Source data
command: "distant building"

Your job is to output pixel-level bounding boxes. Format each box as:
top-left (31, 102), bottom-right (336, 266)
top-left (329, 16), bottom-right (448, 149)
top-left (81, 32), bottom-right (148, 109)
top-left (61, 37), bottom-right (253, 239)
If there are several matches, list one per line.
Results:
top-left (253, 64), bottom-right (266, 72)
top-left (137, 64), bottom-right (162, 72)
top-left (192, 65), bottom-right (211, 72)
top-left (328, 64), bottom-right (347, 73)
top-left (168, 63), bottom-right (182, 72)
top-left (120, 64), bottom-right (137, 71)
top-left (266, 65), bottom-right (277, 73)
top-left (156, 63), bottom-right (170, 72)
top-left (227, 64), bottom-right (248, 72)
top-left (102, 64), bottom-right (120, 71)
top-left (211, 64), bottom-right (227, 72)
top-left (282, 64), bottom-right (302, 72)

- **REQUIRED ACTION**
One inclusive range is required: first line of the data through the line containing "If there are". Set it down exactly and output nothing else.

- **EXERCISE OUTPUT**
command: "distant building"

Your job is to output pixel-level bounding boxes. Format each box as:
top-left (31, 102), bottom-right (336, 266)
top-left (329, 16), bottom-right (448, 149)
top-left (81, 32), bottom-right (148, 109)
top-left (61, 37), bottom-right (253, 239)
If there are several matches, list one per line.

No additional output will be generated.